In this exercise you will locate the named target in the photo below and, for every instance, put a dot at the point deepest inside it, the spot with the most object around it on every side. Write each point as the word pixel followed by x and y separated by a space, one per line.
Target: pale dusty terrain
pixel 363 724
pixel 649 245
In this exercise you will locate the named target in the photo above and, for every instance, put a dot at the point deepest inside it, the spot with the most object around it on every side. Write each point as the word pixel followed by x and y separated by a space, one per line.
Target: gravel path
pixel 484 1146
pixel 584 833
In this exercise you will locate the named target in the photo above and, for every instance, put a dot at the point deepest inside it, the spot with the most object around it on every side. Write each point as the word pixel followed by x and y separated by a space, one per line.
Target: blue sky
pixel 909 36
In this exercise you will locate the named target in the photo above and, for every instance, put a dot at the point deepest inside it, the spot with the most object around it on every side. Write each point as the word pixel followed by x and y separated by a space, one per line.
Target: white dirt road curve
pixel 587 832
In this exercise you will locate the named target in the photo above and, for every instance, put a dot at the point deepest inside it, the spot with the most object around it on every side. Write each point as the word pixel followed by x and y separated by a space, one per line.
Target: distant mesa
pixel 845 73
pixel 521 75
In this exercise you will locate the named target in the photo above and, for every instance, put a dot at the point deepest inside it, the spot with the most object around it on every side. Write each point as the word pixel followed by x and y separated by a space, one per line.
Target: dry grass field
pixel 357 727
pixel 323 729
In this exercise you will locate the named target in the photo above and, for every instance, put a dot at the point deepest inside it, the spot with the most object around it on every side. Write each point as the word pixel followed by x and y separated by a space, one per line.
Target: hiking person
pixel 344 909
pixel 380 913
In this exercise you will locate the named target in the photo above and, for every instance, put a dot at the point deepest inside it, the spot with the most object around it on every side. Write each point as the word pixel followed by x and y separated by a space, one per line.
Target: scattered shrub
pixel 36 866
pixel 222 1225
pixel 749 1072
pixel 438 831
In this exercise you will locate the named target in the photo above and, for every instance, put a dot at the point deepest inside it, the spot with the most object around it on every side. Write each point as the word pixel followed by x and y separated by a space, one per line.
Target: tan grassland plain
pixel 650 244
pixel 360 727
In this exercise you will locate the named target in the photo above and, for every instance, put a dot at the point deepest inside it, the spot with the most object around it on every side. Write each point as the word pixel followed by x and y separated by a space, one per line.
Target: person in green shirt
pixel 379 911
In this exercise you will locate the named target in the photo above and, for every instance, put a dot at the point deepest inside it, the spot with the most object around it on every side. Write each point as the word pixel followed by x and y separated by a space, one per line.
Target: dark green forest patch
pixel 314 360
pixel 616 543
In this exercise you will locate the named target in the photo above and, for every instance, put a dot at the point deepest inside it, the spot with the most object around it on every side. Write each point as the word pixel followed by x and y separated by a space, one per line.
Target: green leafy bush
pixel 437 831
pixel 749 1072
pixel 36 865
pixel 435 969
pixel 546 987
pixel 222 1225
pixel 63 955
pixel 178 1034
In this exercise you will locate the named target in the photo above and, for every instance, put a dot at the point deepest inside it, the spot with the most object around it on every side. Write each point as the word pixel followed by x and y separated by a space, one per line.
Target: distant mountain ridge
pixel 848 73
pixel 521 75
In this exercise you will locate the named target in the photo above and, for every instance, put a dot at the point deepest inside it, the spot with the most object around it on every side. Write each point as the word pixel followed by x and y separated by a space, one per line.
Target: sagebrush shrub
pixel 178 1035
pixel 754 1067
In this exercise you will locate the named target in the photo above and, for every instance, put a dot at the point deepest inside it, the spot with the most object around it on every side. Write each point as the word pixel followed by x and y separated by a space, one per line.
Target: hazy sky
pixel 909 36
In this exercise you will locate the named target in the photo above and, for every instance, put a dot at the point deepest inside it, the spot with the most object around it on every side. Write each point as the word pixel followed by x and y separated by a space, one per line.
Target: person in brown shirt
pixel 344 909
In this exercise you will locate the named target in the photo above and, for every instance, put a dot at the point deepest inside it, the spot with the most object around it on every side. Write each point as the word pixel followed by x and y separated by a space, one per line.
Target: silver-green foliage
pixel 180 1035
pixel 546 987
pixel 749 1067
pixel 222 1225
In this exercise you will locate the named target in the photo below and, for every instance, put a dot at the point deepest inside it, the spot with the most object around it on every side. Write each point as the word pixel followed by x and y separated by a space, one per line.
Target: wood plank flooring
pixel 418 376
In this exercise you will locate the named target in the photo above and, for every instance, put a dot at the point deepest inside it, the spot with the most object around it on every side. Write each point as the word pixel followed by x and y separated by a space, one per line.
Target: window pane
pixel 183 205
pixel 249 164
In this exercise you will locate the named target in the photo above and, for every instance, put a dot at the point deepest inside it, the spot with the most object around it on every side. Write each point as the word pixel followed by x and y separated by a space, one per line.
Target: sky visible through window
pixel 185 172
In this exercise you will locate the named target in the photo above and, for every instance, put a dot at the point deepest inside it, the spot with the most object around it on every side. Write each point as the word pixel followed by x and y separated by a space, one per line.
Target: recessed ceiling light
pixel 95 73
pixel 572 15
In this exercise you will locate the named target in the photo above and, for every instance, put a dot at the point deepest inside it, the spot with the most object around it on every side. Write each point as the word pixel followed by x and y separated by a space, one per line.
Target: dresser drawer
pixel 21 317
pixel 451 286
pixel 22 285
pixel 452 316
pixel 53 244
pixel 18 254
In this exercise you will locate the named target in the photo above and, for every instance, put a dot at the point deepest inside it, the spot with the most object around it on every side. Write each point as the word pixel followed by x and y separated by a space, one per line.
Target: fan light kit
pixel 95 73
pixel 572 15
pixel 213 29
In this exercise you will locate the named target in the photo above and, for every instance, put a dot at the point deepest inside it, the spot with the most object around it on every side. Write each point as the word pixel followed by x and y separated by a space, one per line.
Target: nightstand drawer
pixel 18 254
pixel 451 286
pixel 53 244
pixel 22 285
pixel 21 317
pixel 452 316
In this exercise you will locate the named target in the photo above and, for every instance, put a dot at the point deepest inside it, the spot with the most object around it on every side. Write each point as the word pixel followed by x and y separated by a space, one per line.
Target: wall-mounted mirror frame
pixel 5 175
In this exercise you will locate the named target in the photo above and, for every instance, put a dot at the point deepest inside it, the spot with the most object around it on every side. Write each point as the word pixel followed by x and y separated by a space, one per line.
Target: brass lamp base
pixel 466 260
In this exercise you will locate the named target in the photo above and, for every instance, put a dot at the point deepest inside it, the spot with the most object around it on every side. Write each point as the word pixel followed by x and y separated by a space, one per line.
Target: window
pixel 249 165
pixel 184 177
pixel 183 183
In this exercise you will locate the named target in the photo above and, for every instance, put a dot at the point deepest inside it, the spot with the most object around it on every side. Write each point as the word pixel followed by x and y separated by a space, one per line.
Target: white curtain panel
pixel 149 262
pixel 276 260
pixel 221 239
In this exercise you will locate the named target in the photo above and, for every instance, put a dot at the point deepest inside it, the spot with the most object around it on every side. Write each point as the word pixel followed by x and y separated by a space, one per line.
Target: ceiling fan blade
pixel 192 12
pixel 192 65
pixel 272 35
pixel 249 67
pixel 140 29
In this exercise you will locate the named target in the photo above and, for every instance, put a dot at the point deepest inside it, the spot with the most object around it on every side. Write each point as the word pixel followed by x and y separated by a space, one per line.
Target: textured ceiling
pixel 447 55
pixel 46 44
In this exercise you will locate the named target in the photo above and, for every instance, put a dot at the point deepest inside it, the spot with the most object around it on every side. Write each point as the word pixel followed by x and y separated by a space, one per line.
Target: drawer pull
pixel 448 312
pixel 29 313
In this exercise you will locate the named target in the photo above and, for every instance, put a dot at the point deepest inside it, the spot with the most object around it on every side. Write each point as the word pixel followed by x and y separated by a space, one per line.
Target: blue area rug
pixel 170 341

# # # # # # #

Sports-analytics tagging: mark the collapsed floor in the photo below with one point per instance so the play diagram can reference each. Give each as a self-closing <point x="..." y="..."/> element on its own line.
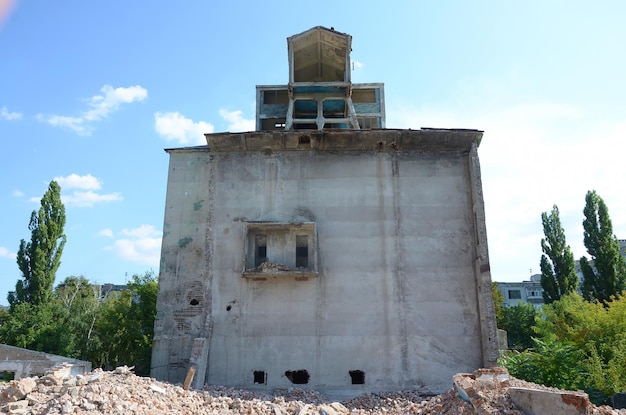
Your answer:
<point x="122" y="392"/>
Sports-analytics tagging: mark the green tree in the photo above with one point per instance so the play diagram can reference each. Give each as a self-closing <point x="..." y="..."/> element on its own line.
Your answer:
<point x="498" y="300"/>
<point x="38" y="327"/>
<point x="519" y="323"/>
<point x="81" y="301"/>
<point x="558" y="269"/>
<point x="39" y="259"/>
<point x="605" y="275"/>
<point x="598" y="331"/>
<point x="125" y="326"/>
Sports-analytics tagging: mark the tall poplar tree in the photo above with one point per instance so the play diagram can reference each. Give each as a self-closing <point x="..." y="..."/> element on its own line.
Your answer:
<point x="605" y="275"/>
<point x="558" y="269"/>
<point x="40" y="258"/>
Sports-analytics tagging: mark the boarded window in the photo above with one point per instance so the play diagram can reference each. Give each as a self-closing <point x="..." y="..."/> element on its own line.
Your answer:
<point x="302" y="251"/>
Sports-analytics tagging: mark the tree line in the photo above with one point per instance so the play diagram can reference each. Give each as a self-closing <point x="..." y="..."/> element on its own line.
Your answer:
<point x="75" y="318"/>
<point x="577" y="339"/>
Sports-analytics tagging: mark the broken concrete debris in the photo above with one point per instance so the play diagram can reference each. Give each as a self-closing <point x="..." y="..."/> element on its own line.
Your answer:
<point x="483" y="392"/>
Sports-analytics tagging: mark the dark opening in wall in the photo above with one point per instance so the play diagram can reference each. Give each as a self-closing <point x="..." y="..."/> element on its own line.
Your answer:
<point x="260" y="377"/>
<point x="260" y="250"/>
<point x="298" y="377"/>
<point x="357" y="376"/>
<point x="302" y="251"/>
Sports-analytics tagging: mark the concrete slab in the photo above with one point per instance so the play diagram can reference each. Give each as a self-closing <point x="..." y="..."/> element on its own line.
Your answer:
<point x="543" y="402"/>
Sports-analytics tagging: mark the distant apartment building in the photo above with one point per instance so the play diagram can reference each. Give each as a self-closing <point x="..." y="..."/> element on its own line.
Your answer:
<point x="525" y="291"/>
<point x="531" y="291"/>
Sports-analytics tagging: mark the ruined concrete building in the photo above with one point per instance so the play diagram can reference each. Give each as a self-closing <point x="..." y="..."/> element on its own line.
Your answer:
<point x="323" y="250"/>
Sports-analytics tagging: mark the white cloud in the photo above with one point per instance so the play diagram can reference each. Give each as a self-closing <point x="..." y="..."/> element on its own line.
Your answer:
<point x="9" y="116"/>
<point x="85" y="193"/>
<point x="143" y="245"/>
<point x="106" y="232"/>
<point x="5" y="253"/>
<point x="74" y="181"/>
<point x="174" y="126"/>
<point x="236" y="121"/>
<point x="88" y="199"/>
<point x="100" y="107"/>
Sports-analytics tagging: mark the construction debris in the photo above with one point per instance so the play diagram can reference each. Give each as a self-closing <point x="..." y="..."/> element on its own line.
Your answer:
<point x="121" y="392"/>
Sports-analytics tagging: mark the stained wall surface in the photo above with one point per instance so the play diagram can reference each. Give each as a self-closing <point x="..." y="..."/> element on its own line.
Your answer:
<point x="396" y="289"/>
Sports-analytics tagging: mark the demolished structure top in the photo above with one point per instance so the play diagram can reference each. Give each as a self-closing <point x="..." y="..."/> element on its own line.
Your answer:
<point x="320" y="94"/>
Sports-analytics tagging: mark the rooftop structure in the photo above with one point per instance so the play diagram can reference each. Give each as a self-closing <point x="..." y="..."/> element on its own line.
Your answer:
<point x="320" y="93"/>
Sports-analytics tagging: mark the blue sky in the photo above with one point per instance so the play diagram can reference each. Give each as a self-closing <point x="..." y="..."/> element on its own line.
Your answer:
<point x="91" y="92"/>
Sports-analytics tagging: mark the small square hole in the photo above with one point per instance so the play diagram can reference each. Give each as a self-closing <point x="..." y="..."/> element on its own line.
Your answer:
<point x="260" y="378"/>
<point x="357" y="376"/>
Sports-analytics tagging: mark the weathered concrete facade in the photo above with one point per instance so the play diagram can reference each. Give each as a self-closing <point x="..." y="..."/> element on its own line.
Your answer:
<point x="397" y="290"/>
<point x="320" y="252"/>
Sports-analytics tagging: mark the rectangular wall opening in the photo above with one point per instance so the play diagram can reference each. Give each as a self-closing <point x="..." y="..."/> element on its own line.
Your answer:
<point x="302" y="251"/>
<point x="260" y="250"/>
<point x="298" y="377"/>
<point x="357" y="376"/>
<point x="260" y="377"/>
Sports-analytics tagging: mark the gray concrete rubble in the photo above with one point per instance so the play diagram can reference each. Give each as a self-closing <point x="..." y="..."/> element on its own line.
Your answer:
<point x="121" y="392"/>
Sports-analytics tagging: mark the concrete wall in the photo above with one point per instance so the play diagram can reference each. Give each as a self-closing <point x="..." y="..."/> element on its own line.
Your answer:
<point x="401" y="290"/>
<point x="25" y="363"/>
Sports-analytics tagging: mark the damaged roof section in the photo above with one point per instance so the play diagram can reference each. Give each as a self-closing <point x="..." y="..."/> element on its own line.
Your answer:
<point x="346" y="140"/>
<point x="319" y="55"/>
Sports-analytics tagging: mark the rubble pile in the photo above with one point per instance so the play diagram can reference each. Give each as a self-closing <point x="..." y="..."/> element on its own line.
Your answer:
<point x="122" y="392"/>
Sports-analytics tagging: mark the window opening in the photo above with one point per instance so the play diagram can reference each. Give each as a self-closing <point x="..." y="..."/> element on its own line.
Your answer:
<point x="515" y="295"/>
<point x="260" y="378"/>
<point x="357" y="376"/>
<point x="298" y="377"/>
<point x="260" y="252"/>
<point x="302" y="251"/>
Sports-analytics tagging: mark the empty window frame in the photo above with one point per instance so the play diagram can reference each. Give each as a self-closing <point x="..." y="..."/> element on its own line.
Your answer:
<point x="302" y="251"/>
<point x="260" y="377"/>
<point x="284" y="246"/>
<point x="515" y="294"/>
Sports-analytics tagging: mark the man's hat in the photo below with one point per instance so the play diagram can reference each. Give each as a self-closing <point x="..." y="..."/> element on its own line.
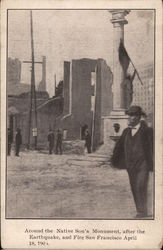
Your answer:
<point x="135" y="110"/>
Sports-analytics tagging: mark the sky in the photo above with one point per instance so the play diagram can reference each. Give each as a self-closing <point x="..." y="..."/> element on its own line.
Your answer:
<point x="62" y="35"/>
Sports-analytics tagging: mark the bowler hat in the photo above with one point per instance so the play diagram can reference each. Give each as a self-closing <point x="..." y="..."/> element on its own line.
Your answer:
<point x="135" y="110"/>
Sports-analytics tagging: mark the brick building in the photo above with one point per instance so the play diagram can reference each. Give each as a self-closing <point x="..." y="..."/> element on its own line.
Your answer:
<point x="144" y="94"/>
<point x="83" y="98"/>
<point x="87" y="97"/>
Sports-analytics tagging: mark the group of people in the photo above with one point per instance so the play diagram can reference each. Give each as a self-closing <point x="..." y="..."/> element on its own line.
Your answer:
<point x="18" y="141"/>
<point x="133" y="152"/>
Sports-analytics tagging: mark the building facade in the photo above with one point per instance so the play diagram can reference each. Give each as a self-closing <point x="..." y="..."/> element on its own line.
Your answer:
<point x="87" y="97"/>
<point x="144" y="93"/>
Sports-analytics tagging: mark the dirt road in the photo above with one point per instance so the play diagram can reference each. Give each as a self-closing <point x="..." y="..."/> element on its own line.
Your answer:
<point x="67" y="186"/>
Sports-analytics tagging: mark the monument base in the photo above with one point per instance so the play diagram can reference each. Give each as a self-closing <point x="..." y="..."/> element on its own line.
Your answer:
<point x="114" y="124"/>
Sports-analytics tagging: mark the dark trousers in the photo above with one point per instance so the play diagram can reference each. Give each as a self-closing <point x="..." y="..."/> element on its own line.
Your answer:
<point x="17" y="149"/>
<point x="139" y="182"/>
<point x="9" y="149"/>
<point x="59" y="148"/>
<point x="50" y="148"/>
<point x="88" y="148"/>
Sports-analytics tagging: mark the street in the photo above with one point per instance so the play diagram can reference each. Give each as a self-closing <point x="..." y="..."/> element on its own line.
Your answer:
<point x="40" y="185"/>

# # # # # # #

PROBLEM DETAILS – Report the number of lines in the entries that hold the word "opening". Nothing else is wanted.

ANSWER TO THE PROBLEM – 3